A verbatim copy of the entries is the required answer.

Given information below:

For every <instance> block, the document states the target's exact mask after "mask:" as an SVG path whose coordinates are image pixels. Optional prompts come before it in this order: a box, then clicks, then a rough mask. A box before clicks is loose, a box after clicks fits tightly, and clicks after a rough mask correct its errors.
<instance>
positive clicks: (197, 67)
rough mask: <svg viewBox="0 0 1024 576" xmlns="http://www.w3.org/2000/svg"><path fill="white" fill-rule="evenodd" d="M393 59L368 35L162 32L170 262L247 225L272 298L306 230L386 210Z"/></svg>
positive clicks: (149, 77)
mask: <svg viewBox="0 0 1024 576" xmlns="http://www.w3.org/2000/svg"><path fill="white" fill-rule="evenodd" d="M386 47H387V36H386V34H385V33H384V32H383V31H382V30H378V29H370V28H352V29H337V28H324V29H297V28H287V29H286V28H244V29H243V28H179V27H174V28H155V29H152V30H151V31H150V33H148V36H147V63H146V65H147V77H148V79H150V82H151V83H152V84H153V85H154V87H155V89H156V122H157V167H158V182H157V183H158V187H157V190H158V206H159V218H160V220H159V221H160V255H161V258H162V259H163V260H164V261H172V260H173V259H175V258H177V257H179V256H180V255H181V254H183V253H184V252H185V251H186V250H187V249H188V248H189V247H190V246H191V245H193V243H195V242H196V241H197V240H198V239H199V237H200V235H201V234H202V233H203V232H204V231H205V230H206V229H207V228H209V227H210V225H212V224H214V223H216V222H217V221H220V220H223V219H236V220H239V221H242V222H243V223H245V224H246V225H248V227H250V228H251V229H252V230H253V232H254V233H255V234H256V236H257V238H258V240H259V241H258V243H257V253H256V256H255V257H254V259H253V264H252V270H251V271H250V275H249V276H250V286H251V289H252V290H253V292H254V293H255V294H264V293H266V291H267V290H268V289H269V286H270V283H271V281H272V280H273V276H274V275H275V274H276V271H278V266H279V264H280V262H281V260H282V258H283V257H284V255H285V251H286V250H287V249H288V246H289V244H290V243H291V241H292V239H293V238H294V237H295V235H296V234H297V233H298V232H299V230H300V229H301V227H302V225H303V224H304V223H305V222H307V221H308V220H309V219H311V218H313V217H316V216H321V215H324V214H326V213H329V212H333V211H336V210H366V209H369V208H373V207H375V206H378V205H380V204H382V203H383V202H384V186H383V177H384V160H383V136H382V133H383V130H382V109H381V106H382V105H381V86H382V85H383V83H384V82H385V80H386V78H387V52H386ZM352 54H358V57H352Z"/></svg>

End of Given information.

Result below ::
For every <instance> block, the document states the target's exact mask after "mask:" as an SVG path whose coordinates are image pixels. Optional prompts come before it in this order: a box, then clicks, then a rough mask. A box before clicks is loose, a box after clicks fits tightly, and clicks after a rough mask correct its errors.
<instance>
positive clicks: (197, 67)
rough mask: <svg viewBox="0 0 1024 576" xmlns="http://www.w3.org/2000/svg"><path fill="white" fill-rule="evenodd" d="M393 59L368 35L162 32L170 262L247 225L272 298L306 230L386 210Z"/></svg>
positive clicks: (149, 77)
mask: <svg viewBox="0 0 1024 576" xmlns="http://www.w3.org/2000/svg"><path fill="white" fill-rule="evenodd" d="M386 47H387V36H386V34H385V33H384V32H383V31H382V30H378V29H370V28H352V29H337V28H324V29H297V28H287V29H286V28H244V29H243V28H179V27H174V28H155V29H152V30H151V31H150V33H148V36H147V63H146V65H147V77H148V79H150V82H151V83H152V84H153V85H154V87H155V89H156V122H157V167H158V182H157V183H158V187H157V190H158V206H159V218H160V220H159V221H160V255H161V258H162V259H163V260H164V261H172V260H173V259H175V258H177V257H179V256H180V255H181V254H183V253H184V252H185V251H186V250H187V249H188V248H189V247H190V246H191V245H193V243H195V242H196V241H197V240H198V239H199V237H200V235H201V234H202V233H203V232H204V231H205V230H206V229H207V228H209V227H210V225H212V224H214V223H216V222H217V221H220V220H223V219H236V220H239V221H242V222H243V223H245V224H246V225H248V227H250V228H251V229H252V230H253V232H254V233H255V234H256V236H257V238H258V240H259V241H258V243H257V253H256V256H255V257H254V259H253V264H252V270H251V271H250V275H249V276H250V286H251V289H252V290H253V292H254V293H255V294H264V293H266V291H267V290H268V289H269V286H270V283H271V281H272V280H273V276H274V275H275V274H276V271H278V266H279V264H280V262H281V260H282V258H283V257H284V255H285V251H286V250H287V249H288V246H289V244H290V243H291V241H292V239H293V238H294V237H295V235H296V234H297V233H298V232H299V230H300V229H301V227H302V225H303V224H304V223H305V222H307V221H308V220H309V219H311V218H313V217H316V216H321V215H324V214H326V213H329V212H333V211H336V210H366V209H369V208H373V207H375V206H378V205H380V204H382V203H383V202H384V186H383V177H384V160H383V136H382V133H383V130H382V109H381V106H382V105H381V86H382V85H383V83H384V82H385V80H386V78H387V52H386ZM352 54H358V57H352Z"/></svg>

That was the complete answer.